Data supplied Block Start
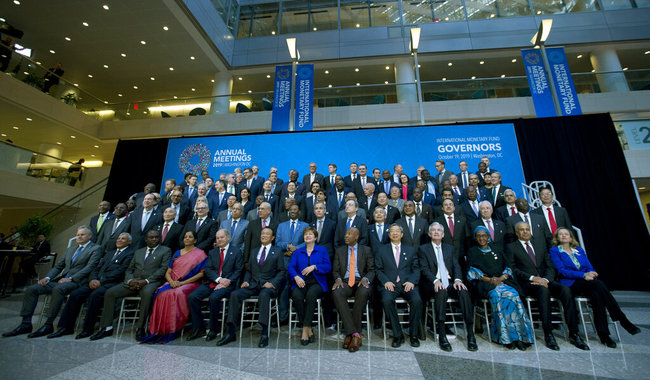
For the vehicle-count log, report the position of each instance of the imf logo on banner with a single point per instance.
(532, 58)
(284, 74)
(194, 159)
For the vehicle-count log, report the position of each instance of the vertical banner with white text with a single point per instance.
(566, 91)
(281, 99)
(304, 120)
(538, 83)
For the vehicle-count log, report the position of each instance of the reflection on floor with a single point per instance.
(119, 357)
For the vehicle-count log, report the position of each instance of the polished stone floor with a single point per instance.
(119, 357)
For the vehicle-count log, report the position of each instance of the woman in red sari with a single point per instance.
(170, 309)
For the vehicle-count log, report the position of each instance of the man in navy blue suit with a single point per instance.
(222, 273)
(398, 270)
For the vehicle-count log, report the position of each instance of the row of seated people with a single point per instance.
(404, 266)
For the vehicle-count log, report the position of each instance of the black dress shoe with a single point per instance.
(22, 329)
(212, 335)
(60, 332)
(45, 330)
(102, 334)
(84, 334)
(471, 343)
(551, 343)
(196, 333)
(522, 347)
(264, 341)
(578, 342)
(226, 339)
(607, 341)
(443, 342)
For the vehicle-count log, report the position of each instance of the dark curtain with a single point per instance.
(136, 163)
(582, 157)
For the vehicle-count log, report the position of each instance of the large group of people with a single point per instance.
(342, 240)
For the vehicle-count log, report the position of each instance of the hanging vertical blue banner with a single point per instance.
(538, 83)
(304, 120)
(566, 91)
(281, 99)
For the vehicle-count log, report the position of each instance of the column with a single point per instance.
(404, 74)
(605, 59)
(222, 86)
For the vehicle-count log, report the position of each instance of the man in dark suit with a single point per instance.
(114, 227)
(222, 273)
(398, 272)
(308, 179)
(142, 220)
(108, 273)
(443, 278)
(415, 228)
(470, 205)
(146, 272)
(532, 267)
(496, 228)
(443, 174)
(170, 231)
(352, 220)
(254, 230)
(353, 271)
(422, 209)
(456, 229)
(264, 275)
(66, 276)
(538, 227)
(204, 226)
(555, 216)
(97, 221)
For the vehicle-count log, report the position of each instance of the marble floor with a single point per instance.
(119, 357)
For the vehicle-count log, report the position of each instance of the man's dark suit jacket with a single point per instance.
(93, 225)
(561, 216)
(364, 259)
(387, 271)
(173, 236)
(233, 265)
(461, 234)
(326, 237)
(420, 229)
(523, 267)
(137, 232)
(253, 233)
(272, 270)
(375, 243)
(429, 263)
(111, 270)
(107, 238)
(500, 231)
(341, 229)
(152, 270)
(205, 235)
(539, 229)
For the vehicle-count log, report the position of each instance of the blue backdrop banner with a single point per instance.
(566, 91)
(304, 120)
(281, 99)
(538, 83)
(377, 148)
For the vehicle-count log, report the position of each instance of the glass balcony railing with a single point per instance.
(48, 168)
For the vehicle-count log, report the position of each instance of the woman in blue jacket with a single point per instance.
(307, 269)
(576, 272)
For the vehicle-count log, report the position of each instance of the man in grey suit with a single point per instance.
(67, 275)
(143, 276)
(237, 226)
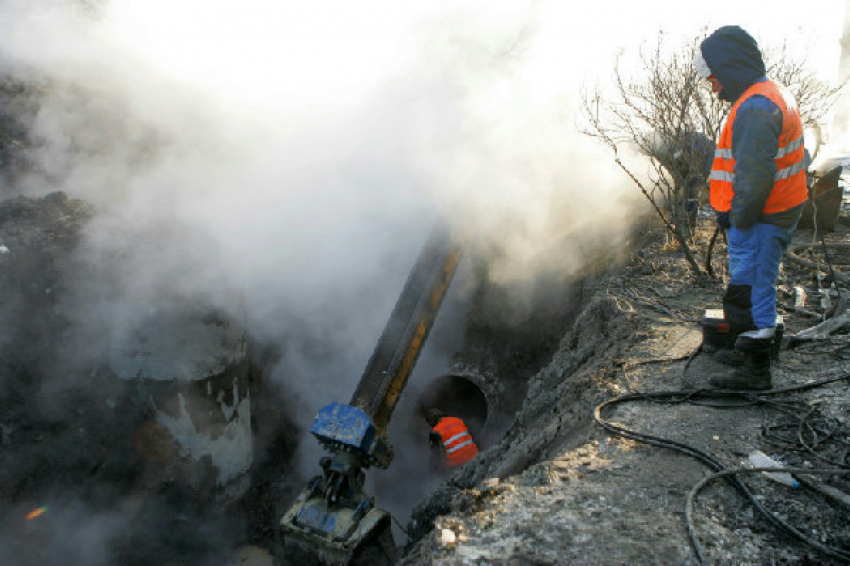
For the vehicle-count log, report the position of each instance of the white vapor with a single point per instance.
Data supplied Block End
With all pictures excluded, output exactly the lines from the one containing "railing with a single point per instance." through the final line of the entries, inclusive.

:: Answer below ::
For the vehicle-count log, report the position of each instance of the glass balcony railing with a single point per instance.
(48, 168)
For the vehicle-count log, report the position of each instance of the woman in blue jacket with a single point per instance.
(307, 269)
(576, 272)
For the vehicle-count log, report the position of each instance of the man in grey suit with a single point per instance.
(67, 275)
(143, 276)
(237, 226)
For the vehicle-count log, report the position of each instance of the white vapor with a single point per instance.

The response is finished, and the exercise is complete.